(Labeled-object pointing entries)
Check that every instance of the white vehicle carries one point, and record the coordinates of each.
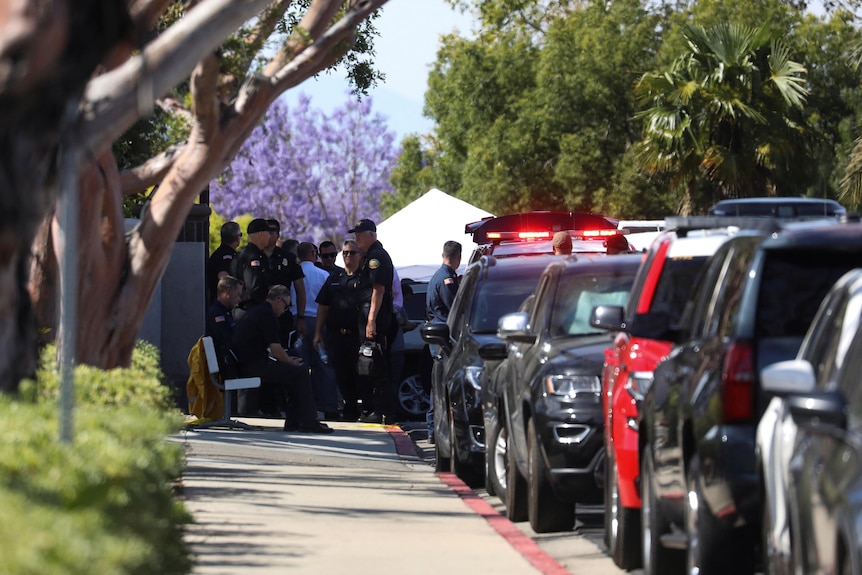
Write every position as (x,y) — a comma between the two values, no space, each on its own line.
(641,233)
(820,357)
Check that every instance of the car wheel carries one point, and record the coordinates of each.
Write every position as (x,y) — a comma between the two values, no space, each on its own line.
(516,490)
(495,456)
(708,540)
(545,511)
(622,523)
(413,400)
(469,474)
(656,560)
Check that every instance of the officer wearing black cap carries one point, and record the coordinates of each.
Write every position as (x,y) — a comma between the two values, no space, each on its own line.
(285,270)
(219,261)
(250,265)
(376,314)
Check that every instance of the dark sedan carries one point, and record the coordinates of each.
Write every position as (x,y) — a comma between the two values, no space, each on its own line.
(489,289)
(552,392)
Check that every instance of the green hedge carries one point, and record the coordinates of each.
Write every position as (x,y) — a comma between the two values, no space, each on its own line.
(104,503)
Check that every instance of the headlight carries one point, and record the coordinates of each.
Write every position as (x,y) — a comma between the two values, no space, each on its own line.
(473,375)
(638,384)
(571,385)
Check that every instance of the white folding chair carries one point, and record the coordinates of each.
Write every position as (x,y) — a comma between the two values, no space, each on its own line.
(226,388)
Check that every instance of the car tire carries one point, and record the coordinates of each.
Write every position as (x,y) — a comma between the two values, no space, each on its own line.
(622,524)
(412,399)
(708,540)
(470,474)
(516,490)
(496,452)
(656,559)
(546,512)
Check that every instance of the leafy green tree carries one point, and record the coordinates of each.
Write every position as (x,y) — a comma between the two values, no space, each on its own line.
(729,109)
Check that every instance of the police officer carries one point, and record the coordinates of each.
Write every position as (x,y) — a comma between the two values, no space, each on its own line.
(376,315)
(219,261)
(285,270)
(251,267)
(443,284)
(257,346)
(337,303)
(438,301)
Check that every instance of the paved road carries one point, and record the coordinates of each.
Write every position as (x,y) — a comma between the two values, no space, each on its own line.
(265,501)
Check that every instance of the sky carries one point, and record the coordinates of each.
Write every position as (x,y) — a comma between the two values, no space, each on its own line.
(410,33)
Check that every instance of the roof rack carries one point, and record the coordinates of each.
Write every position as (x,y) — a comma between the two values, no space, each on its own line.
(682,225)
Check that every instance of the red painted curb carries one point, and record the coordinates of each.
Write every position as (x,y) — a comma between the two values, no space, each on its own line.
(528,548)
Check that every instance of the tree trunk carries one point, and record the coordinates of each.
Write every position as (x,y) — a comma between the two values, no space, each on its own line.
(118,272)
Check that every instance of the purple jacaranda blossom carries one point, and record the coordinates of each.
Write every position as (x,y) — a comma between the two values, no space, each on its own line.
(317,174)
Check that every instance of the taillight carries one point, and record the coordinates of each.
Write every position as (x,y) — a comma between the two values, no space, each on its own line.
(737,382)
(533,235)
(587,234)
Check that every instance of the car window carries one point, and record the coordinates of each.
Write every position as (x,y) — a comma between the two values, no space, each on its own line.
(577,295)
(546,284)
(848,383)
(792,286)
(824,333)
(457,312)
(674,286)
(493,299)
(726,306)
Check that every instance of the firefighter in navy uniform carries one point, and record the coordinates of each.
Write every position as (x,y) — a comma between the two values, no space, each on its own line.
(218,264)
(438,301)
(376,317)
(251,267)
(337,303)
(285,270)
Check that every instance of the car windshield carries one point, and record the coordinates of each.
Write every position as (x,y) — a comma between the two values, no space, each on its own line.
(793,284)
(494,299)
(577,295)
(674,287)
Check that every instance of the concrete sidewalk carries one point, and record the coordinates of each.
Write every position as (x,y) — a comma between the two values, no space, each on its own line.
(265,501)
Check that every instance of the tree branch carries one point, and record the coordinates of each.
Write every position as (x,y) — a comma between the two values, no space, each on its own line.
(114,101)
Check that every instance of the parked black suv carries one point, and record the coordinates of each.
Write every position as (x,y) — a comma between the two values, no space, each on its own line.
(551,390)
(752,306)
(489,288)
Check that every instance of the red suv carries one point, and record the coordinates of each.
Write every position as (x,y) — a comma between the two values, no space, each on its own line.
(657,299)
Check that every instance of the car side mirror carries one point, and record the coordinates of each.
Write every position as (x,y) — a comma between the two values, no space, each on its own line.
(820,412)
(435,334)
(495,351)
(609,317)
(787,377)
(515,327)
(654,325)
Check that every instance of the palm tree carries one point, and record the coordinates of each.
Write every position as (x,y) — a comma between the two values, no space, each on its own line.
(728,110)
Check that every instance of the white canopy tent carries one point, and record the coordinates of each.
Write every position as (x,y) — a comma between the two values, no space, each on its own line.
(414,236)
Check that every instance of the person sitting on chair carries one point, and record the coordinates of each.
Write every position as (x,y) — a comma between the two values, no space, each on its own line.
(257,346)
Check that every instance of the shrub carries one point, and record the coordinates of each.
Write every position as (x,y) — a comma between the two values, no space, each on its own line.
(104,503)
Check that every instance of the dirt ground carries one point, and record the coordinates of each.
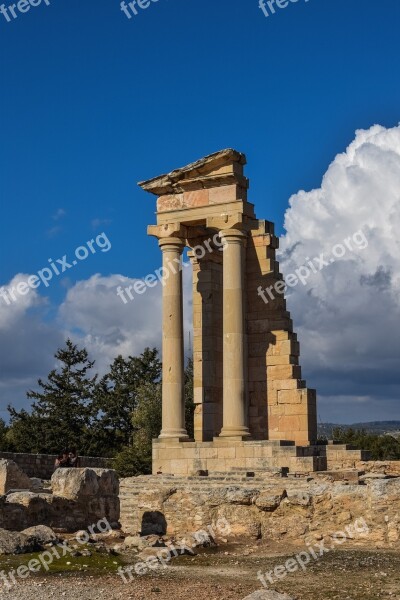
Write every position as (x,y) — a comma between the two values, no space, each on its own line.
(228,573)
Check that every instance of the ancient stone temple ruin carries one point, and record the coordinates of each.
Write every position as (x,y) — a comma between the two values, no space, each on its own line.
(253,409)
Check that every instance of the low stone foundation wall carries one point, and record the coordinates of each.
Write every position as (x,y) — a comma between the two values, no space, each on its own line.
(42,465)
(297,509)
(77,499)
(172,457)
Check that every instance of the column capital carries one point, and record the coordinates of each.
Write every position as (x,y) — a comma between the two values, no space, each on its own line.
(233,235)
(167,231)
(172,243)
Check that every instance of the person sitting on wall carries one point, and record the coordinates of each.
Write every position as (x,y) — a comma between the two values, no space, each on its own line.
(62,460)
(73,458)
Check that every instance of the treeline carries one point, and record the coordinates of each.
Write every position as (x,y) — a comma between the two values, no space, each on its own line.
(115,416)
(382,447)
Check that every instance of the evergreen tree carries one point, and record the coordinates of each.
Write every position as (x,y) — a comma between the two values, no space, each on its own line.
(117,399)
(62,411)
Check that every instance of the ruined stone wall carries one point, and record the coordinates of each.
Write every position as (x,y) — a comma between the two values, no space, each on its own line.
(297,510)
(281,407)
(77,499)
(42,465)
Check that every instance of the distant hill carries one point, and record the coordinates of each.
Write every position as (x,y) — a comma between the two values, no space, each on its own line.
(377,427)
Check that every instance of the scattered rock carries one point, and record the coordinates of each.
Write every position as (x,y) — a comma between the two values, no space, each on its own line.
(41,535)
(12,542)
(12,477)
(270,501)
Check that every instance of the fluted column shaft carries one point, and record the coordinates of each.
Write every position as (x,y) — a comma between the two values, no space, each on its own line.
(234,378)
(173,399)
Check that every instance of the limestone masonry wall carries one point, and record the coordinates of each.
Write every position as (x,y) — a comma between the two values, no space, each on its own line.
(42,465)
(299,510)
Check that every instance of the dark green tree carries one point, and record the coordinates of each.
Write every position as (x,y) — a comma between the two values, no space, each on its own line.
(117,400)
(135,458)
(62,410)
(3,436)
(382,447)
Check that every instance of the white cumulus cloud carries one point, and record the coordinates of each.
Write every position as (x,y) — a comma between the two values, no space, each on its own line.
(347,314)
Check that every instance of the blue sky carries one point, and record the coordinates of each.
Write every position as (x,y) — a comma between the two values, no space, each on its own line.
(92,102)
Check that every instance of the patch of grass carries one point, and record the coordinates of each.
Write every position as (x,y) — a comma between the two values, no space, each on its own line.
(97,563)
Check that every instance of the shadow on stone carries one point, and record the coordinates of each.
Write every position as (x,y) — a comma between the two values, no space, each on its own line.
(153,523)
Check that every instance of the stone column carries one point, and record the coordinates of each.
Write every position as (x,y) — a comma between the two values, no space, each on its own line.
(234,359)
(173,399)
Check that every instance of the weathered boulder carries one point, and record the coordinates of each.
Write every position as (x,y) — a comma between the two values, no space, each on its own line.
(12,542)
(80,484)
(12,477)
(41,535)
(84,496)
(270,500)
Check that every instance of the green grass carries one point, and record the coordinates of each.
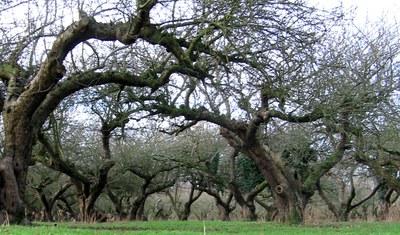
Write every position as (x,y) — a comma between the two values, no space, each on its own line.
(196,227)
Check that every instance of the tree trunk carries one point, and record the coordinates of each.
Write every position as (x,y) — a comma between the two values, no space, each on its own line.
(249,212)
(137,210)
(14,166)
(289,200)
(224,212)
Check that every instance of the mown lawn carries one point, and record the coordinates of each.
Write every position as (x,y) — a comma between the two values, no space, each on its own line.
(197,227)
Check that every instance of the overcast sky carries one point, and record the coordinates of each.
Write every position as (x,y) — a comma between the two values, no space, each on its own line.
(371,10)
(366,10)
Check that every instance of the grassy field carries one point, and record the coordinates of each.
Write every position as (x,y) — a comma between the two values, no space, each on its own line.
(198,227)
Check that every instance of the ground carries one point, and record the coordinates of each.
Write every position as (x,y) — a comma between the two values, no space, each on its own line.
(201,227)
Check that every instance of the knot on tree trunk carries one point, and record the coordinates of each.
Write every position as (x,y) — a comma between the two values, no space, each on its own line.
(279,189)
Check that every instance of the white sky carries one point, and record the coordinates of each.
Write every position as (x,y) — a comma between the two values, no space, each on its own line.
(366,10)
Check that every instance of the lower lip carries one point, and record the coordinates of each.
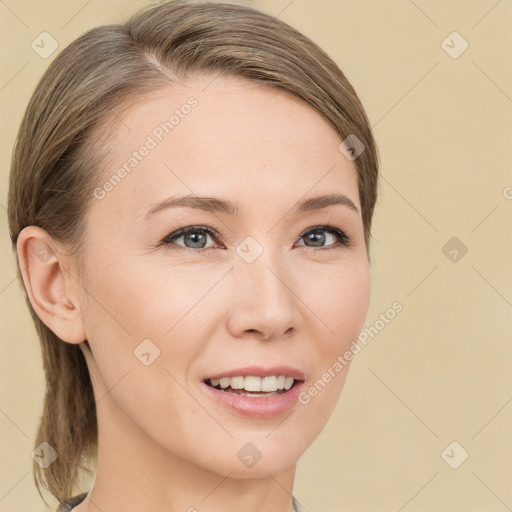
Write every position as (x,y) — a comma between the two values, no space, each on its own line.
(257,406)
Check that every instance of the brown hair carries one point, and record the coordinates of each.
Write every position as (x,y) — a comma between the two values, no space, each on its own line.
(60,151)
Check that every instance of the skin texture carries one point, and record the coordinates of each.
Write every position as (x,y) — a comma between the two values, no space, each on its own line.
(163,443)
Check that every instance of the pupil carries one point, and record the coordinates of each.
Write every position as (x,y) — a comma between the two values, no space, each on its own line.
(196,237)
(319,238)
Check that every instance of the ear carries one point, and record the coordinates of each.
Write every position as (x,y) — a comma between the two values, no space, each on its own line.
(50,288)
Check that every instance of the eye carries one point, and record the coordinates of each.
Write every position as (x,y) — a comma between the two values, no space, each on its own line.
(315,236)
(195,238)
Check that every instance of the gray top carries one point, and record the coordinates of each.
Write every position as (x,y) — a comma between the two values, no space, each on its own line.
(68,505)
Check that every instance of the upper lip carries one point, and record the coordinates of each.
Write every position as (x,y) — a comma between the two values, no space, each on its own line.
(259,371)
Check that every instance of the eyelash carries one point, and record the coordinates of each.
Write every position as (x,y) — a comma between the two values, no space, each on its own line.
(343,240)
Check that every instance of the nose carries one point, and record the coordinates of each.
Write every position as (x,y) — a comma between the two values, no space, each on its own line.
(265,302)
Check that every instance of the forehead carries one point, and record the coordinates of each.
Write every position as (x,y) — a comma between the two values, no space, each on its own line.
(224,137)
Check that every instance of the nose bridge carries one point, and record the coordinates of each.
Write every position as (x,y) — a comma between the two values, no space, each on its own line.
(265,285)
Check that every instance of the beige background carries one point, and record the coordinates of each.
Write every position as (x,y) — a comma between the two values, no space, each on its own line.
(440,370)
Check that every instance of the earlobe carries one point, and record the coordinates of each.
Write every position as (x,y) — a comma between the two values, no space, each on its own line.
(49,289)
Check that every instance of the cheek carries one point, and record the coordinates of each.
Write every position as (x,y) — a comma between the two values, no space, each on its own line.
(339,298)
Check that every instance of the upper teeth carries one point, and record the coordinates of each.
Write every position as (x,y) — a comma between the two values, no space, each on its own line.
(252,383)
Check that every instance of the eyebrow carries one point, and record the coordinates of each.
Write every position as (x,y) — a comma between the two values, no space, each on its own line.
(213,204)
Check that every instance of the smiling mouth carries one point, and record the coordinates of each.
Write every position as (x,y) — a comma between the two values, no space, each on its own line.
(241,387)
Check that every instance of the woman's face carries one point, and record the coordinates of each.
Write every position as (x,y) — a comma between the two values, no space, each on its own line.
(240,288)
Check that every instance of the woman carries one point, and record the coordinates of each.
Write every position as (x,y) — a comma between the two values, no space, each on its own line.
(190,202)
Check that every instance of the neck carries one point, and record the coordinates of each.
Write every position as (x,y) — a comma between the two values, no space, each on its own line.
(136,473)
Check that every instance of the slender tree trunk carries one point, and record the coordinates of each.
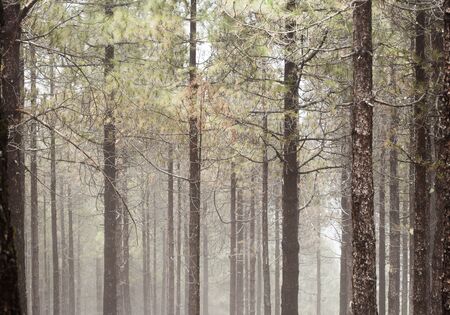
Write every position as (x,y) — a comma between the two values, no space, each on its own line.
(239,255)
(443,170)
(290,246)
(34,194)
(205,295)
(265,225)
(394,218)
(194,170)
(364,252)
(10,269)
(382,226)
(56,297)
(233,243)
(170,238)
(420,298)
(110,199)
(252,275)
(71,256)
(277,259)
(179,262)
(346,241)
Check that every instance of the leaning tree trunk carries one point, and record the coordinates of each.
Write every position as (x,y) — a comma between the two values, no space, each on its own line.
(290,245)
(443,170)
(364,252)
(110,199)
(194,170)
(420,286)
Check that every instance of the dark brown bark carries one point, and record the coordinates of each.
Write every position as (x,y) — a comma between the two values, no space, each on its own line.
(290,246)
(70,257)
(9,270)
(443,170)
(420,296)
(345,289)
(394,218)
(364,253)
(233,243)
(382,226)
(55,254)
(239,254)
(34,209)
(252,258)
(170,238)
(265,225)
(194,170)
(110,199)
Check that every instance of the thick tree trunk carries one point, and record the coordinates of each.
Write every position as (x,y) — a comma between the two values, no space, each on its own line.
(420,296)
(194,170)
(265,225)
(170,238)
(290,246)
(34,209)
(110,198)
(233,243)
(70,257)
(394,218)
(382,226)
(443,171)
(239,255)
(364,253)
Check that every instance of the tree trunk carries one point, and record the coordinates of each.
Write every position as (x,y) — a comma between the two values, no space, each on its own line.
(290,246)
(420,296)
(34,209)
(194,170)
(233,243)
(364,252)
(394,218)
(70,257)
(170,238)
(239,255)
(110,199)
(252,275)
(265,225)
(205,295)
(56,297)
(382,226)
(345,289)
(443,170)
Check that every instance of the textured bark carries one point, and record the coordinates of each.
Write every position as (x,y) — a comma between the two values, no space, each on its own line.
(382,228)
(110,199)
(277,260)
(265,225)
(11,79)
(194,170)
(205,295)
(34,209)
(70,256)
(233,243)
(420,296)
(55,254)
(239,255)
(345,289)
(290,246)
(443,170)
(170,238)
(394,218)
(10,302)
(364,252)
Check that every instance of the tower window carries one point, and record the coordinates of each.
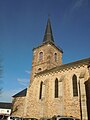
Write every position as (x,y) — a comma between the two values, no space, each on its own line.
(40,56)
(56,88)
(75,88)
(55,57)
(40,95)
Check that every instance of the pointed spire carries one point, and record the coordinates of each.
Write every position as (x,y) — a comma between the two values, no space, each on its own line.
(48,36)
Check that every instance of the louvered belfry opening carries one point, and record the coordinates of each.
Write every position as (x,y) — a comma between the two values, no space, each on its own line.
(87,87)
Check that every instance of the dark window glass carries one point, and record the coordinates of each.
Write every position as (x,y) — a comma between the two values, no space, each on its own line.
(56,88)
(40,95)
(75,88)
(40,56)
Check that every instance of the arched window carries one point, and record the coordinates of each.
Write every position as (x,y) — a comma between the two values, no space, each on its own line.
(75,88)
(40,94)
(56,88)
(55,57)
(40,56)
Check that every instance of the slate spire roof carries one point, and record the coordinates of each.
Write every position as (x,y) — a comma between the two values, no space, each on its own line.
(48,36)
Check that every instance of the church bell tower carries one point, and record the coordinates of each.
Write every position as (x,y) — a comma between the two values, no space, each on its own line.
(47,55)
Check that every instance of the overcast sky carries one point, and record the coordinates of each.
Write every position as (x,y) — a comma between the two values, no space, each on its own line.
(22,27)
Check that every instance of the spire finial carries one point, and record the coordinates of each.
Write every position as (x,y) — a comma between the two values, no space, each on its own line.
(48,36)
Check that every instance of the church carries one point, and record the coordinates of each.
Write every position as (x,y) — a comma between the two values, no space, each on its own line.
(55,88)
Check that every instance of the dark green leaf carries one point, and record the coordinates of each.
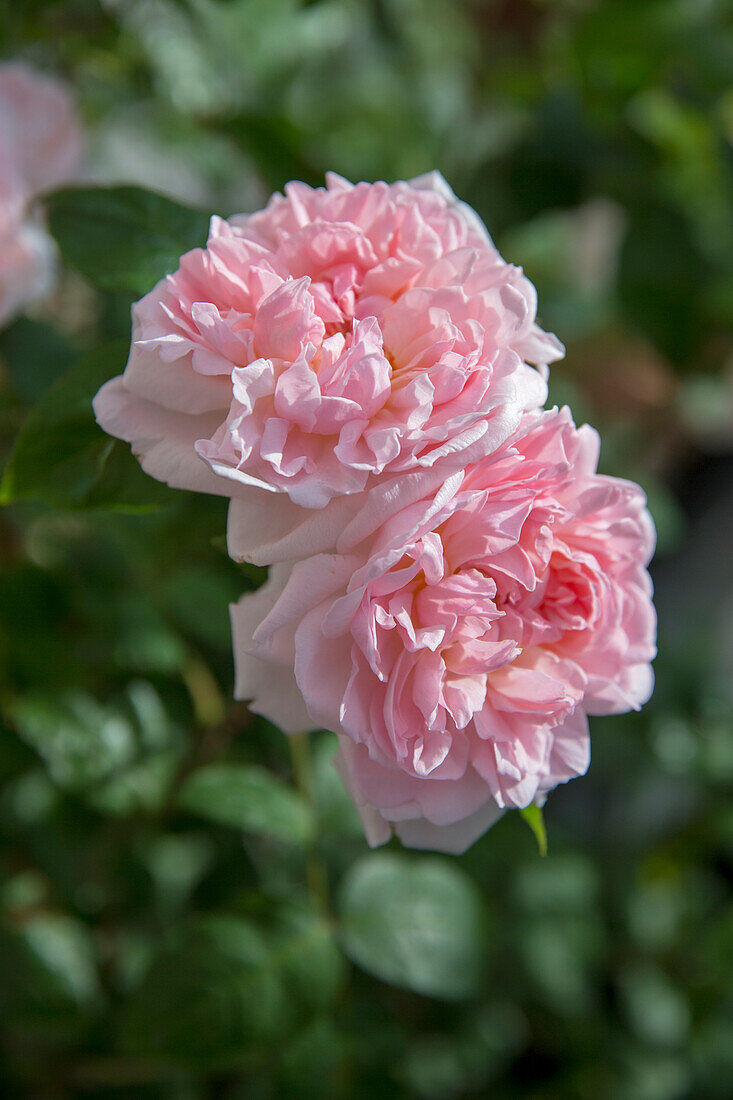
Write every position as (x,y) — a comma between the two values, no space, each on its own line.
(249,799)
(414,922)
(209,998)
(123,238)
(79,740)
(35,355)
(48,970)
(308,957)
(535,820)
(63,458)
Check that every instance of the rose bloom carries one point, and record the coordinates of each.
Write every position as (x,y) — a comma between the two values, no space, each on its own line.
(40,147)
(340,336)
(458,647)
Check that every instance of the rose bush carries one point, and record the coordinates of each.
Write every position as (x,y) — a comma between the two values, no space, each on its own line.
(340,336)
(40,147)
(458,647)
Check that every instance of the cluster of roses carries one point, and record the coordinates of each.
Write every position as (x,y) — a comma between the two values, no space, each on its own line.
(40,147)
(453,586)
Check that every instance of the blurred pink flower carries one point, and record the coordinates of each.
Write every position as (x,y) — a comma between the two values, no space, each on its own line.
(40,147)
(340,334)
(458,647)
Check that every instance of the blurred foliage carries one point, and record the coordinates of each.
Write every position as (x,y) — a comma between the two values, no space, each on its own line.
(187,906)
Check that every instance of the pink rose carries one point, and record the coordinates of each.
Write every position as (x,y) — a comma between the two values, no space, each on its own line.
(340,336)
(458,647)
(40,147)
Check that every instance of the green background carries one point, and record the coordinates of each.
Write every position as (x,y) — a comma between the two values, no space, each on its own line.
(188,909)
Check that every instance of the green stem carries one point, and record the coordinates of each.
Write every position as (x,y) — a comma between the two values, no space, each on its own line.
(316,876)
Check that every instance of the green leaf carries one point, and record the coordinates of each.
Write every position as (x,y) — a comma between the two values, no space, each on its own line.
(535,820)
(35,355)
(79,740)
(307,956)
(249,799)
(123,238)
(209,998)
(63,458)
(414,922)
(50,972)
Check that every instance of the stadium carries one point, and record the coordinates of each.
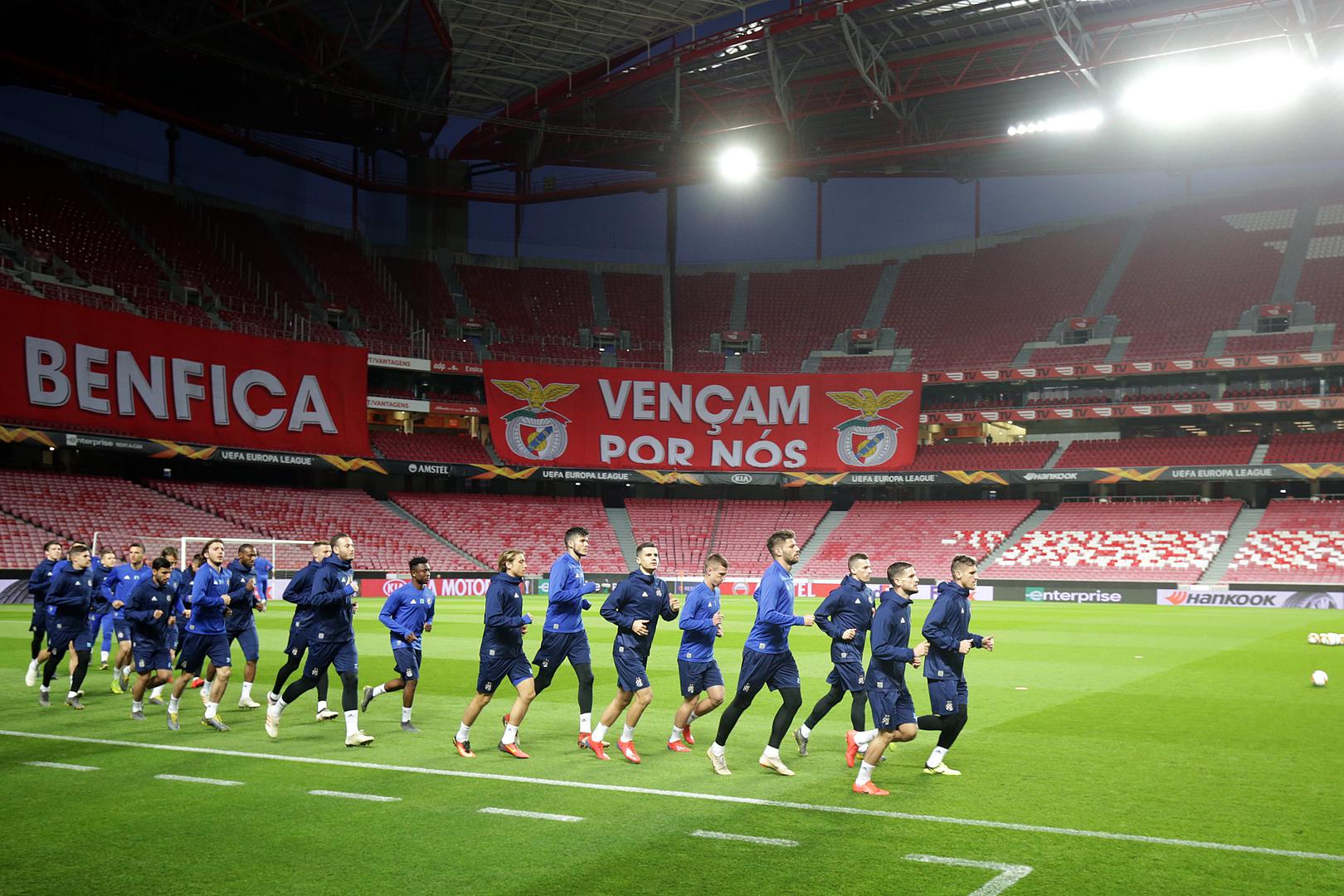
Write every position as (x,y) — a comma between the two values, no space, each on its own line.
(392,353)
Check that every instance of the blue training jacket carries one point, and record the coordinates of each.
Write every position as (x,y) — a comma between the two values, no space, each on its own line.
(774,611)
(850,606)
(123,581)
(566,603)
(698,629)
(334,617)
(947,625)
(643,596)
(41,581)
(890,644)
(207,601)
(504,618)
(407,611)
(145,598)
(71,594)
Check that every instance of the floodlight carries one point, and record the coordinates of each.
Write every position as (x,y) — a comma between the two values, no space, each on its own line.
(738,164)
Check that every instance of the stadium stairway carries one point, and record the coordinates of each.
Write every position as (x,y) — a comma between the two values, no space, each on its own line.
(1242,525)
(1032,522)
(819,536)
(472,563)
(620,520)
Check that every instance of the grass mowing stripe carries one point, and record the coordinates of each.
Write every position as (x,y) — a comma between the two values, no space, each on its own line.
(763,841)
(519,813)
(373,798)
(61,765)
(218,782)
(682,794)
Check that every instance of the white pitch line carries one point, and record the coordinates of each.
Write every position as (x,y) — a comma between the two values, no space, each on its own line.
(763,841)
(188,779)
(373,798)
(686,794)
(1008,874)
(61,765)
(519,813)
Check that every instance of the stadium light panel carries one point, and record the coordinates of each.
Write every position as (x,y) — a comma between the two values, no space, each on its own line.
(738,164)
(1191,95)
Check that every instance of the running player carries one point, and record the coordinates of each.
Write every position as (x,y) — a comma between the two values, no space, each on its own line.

- Directive: Produce an exact repeat of the lines from the one containing "Check that every instance of the stadium light" through the last line of the data, and nothing more.

- Response to this task:
Check that every instance of the stadium light panel carries one point, and record the coordinates of each.
Write every position as (x,y) — a comma between the two values, no space, each on its own line.
(738,164)
(1191,95)
Check that every instance of the running player carries one point, and record the coordinates of each.
Write every position as (x,y) — a comma between the two values, no space, each on its own line.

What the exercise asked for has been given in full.